Source extract:
JK Tyre & Industries on Thursday reported a consolidated net loss of ₹204 crore for the first quarter ended June 30, due to the halt in economic activities during the Covid-19 pandemic.

The company had reported a net profit of ₹16 crore in the April-June quarter last year.

Revenue of the company also declined by 56 per cent year-on-year (YoY) to ₹1,131 crore during the quarter as against ₹2,575 crore in the corresponding period the previous year.

“It was indeed one of the toughest quarters ever. Economic activity, which came to a halt towards the end of the last quarter, started slowly in mid-May. Our preparedness to meet replacement demand paid off well. As the lockdown was progressively eased, we were able to cater to the market demand, especially in the commercial segment,” Raghupati Singhania, Chairman and Managing Director, JK Tyre, said.

In fact, the company has achieved the highest ever sales in the replacement market for its India operations in June, which resulted in a growth of around three per cent on YoY basis, he said.

“OEM (original equipment manufacturers) volumes are still reeling from the impact of Covid-19, resulting in sluggish vehicle manufacturing,” he said.

Singhania further added that there was tremendous focus on conserving cash and aggressive cost savings, so the company can sustain a good portion of these cost savings on an ongoing basis.

Shares of JK Tyre closed at ₹67.30 apiece on Thursday, down 1.97 per cent from the previous close.

Data records:
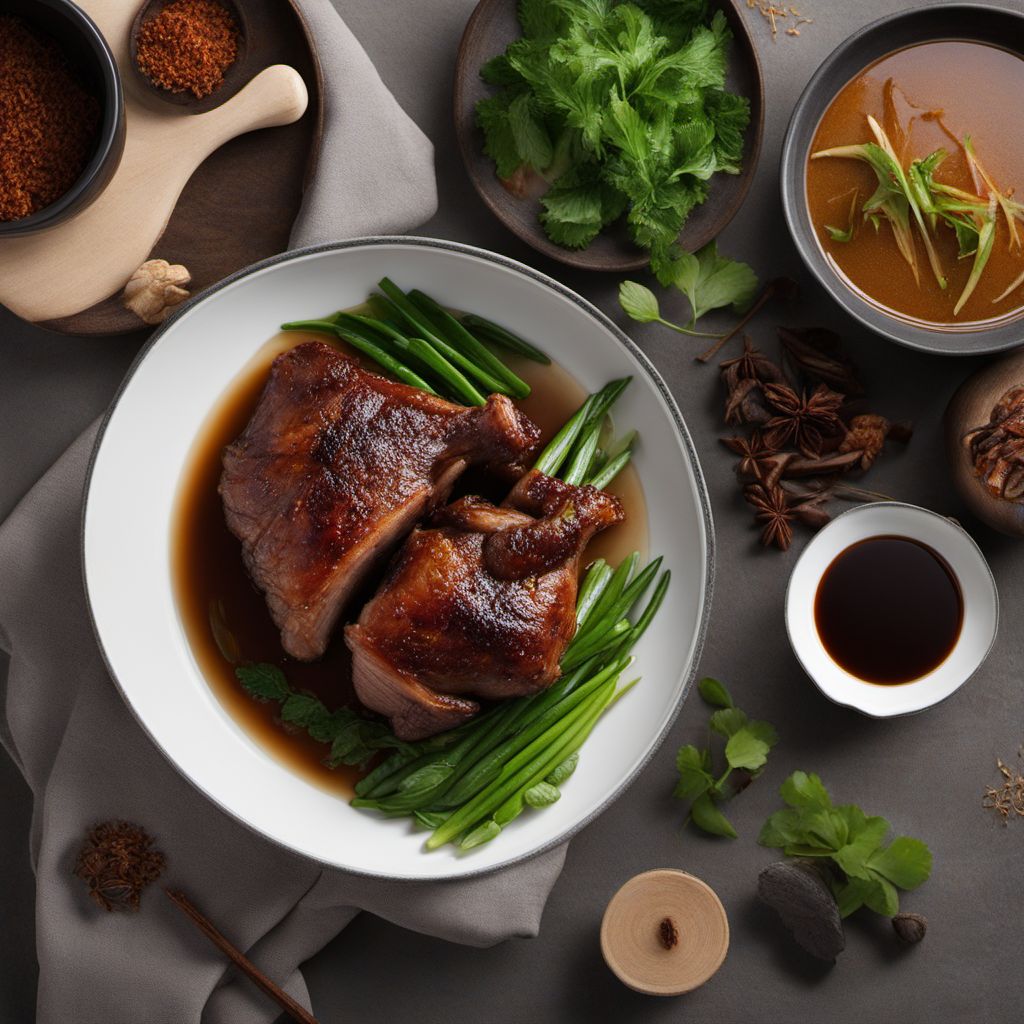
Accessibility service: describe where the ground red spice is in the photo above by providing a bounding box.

==

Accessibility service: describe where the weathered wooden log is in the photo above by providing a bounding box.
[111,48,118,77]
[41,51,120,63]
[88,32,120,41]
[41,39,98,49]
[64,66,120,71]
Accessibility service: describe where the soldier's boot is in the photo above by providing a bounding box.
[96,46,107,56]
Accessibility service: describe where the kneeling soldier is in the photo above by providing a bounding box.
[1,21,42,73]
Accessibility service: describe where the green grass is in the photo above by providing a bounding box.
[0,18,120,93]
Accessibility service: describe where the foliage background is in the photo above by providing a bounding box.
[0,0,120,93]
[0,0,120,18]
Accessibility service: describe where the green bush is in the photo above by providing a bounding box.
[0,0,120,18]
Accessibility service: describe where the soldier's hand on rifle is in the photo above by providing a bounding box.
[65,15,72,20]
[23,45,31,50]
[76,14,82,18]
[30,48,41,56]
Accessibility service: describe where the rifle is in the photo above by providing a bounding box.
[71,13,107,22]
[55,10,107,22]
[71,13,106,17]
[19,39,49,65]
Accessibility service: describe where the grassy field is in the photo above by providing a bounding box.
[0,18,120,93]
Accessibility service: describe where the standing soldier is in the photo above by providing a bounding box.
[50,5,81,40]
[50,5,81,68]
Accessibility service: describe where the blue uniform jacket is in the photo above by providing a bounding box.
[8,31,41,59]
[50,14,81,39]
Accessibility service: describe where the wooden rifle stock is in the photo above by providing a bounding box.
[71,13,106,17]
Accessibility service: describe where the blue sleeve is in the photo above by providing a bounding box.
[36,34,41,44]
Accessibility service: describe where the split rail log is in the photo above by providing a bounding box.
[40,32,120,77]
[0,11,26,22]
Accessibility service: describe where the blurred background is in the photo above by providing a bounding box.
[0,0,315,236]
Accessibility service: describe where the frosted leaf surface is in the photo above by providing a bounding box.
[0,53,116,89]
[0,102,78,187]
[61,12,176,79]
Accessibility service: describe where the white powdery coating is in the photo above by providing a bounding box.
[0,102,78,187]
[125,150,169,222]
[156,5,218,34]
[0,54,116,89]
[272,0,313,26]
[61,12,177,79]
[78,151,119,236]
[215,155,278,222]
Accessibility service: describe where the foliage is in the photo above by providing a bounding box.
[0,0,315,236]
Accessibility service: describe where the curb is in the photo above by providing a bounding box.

* * *

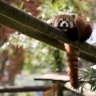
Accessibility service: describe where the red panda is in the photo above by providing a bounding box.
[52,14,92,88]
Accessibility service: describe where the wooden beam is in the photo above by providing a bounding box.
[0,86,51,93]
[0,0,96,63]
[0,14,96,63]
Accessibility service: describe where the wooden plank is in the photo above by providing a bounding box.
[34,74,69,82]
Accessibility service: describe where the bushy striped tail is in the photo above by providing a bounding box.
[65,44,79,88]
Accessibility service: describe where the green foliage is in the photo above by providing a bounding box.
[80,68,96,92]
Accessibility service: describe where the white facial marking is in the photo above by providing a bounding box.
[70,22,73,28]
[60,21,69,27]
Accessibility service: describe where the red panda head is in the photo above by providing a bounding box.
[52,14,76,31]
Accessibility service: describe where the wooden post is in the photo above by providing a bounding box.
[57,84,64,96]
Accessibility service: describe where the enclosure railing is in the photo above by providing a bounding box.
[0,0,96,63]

Questions on the material:
a: According to the JK Tyre article, what revenue did the company report for the quarter ended June 30?
b: Reproduce word for word the passage of the JK Tyre article that opens with the words containing "The company had" and closes with "JK Tyre, said.".

Answers given:
a: ₹1,131 crore

b:
The company had reported a net profit of ₹16 crore in the April-June quarter last year.

Revenue of the company also declined by 56 per cent year-on-year (YoY) to ₹1,131 crore during the quarter as against ₹2,575 crore in the corresponding period the previous year.

“It was indeed one of the toughest quarters ever. Economic activity, which came to a halt towards the end of the last quarter, started slowly in mid-May. Our preparedness to meet replacement demand paid off well. As the lockdown was progressively eased, we were able to cater to the market demand, especially in the commercial segment,” Raghupati Singhania, Chairman and Managing Director, JK Tyre, said.